[DATASET ROWS start]
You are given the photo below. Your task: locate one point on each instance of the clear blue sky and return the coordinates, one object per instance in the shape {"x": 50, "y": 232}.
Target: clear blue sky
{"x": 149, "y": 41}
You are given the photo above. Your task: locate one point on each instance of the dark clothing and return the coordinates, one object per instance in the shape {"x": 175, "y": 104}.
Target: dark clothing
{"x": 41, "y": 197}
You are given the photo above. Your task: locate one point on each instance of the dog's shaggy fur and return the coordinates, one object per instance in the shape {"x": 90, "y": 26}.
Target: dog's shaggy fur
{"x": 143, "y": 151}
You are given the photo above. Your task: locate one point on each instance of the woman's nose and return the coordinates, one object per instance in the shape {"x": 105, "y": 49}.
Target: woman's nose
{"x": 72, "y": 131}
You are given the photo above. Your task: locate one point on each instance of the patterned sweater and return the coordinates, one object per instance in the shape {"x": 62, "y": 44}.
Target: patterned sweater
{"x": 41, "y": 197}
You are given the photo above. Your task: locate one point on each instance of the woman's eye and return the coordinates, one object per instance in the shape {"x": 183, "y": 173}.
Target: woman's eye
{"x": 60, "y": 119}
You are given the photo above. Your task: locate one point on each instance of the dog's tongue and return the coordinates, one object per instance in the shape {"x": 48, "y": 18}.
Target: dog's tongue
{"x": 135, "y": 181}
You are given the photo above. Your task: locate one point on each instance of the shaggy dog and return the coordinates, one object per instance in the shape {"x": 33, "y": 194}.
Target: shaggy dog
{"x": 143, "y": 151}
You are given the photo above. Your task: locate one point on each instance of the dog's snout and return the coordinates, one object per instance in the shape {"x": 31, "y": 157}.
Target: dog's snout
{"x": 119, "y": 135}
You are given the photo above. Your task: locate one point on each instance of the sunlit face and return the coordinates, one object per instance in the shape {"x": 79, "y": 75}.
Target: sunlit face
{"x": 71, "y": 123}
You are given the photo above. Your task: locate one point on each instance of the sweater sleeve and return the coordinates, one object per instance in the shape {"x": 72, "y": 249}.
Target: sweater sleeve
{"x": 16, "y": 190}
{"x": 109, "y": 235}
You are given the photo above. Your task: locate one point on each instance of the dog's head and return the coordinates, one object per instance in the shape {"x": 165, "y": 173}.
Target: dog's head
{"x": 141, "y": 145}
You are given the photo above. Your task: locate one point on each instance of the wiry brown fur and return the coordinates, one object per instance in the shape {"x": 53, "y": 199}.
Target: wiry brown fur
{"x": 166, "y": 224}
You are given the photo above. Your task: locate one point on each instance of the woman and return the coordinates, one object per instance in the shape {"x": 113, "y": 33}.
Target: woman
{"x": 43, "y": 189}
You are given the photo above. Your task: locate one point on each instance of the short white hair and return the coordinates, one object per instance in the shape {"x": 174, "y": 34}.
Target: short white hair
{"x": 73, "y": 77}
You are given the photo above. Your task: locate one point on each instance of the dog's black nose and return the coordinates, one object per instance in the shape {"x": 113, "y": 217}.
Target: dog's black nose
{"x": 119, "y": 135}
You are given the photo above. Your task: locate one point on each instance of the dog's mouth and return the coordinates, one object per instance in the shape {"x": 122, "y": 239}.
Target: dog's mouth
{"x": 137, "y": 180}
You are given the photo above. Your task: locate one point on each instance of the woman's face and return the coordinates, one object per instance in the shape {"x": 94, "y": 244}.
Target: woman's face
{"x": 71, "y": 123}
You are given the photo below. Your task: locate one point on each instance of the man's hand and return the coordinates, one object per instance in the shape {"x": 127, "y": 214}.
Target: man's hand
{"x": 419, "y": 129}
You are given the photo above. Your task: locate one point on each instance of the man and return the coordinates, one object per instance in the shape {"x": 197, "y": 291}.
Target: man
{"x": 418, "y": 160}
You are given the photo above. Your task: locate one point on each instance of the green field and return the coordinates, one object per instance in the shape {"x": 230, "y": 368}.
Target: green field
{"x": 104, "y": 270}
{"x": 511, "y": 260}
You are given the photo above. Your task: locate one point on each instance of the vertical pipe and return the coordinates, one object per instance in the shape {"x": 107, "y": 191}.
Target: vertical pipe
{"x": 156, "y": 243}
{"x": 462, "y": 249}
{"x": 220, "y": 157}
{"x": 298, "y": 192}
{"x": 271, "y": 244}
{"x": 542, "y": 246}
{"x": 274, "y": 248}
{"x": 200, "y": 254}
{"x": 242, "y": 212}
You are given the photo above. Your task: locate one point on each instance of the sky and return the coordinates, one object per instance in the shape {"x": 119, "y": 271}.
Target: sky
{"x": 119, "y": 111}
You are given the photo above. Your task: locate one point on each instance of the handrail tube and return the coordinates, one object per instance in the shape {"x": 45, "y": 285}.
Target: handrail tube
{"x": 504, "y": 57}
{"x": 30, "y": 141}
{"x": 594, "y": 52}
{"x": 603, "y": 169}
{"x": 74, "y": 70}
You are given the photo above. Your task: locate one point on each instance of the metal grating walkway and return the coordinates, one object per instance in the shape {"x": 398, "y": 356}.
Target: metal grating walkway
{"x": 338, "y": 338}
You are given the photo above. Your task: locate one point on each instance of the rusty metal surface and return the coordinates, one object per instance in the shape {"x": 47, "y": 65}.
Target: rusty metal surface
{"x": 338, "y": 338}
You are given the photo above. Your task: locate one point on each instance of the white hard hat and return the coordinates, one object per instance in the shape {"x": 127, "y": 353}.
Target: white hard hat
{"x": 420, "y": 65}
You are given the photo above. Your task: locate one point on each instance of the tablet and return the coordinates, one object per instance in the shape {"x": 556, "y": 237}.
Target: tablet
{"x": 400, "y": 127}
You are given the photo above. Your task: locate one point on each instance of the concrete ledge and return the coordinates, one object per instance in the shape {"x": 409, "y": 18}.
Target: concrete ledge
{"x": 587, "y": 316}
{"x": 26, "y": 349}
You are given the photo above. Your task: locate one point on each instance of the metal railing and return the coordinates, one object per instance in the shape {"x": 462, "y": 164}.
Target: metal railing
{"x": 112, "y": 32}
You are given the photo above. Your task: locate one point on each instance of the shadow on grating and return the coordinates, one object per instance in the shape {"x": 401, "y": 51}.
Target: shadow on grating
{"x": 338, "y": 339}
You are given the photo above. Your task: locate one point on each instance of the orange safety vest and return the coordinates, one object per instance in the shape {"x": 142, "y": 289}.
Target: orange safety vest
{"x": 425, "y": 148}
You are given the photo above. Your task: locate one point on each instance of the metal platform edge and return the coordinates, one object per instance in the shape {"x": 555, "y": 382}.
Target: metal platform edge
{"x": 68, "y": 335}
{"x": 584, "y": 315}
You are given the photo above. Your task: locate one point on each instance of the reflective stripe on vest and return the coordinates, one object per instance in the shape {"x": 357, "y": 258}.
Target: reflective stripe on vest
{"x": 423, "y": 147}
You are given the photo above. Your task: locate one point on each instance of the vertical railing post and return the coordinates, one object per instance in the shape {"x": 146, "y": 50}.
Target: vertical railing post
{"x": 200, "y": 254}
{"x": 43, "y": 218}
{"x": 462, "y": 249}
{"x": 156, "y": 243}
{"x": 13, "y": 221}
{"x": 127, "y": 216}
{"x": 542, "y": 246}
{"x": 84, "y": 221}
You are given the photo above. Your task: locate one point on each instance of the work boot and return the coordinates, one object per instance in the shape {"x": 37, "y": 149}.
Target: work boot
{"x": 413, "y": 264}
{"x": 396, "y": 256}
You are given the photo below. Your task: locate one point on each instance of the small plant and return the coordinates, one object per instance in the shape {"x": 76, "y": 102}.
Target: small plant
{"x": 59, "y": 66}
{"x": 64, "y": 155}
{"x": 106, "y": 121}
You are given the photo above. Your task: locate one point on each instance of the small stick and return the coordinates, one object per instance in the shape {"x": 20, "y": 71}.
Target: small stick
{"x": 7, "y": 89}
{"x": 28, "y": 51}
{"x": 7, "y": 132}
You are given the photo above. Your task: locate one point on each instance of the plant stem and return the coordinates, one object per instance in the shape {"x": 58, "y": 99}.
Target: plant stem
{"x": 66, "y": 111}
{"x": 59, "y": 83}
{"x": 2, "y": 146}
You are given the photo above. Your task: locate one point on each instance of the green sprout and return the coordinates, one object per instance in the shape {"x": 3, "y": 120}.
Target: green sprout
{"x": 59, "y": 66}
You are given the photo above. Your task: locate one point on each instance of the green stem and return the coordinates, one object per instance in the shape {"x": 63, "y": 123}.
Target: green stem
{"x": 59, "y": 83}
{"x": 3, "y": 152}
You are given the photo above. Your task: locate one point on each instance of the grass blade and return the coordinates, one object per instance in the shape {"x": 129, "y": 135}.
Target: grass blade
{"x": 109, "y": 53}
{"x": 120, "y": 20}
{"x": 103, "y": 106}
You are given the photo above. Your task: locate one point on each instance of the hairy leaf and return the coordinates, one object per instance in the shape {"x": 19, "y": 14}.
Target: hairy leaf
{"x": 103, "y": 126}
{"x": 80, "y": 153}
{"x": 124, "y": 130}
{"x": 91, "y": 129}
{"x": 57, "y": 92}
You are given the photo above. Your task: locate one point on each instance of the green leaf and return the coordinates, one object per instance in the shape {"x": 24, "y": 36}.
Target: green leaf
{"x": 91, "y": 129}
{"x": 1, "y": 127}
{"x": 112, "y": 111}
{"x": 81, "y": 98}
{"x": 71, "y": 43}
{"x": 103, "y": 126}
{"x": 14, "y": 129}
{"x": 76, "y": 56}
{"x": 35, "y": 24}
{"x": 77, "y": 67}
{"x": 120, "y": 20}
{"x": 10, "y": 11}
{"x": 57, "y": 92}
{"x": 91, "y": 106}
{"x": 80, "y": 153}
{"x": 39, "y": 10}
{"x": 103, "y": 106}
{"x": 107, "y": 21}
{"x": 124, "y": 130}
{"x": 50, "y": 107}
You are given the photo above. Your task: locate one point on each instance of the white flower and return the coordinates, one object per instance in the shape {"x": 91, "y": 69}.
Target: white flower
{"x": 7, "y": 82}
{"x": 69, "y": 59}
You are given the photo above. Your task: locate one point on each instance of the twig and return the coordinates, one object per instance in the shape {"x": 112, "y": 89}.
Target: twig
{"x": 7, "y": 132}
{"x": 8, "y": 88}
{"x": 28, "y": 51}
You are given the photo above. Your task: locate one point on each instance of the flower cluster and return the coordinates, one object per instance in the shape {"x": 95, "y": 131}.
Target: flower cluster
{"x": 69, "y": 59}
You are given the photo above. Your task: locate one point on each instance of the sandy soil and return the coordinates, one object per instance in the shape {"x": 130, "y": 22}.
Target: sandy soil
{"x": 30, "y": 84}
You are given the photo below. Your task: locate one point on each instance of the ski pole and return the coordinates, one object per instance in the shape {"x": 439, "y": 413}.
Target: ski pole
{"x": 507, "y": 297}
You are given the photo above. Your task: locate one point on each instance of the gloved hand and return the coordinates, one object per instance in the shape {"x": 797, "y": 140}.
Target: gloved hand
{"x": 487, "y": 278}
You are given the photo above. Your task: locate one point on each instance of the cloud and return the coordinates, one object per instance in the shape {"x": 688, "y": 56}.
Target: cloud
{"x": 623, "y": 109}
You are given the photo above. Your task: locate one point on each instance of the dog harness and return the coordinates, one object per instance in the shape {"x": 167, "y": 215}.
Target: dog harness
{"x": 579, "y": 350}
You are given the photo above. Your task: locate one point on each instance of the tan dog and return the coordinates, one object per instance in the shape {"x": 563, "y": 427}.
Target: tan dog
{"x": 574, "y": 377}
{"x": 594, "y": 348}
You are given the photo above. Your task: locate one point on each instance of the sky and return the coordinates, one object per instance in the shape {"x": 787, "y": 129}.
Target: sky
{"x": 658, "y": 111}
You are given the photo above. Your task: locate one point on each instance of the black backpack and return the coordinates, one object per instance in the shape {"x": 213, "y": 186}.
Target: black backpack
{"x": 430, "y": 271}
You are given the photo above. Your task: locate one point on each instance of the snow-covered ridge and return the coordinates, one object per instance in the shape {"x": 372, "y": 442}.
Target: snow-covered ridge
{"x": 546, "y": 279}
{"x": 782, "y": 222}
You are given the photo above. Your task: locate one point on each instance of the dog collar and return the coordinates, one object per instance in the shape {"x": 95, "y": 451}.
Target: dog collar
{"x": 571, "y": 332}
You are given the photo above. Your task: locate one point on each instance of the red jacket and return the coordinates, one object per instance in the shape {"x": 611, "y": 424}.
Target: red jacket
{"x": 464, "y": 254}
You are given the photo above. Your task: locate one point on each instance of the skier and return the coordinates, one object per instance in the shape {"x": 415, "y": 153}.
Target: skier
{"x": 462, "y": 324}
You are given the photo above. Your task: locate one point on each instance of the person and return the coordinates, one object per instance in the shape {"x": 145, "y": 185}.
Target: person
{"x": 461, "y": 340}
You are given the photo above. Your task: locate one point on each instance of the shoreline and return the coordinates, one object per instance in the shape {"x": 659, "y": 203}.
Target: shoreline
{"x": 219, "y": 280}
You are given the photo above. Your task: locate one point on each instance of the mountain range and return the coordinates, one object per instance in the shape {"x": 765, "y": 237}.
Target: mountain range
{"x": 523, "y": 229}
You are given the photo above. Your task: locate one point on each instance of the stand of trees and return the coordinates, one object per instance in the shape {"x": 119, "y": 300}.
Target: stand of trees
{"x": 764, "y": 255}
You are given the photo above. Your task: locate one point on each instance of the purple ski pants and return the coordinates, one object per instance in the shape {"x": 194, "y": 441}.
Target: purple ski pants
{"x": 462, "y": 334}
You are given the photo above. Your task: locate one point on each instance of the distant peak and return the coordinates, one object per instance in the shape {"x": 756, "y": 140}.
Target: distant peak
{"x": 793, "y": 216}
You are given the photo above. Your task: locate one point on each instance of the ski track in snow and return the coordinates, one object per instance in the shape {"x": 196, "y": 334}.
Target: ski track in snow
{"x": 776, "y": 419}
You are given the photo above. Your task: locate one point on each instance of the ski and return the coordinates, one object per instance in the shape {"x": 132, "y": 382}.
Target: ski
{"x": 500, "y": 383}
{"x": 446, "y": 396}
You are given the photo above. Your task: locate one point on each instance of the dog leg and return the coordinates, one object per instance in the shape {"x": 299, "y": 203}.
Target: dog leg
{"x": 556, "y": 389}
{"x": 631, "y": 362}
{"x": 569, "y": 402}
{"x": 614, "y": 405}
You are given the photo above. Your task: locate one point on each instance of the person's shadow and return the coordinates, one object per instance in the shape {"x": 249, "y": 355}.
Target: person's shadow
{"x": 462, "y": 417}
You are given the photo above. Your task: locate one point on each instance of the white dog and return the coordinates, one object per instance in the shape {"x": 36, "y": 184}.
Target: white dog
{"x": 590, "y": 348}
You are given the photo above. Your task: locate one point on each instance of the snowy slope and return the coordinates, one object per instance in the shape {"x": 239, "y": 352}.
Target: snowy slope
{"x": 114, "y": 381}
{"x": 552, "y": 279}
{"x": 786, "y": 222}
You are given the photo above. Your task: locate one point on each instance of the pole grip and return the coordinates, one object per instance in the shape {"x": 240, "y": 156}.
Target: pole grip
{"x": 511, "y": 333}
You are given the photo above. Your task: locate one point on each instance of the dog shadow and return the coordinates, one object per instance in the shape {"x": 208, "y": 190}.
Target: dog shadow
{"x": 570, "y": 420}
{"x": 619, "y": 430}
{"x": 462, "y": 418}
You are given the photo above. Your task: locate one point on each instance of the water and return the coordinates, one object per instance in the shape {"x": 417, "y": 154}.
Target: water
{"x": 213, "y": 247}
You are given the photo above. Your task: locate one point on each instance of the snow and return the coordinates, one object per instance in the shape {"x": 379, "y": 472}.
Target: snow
[DATASET ROWS end]
_BRIEF:_ Your task is to output exactly the lines running from the one with "of the water" through the final line of the material above, with both ends included.

_PROBLEM SOLUTION:_
You are given the photo above. Your task: locate one point on each instance of the water and return the coordinates, one object per instance in the shape {"x": 417, "y": 154}.
Target: water
{"x": 213, "y": 247}
You are given the photo above. Your task: locate one point on each instance of the snow and return the coordinates, one object per instance in the shape {"x": 379, "y": 472}.
Target: snow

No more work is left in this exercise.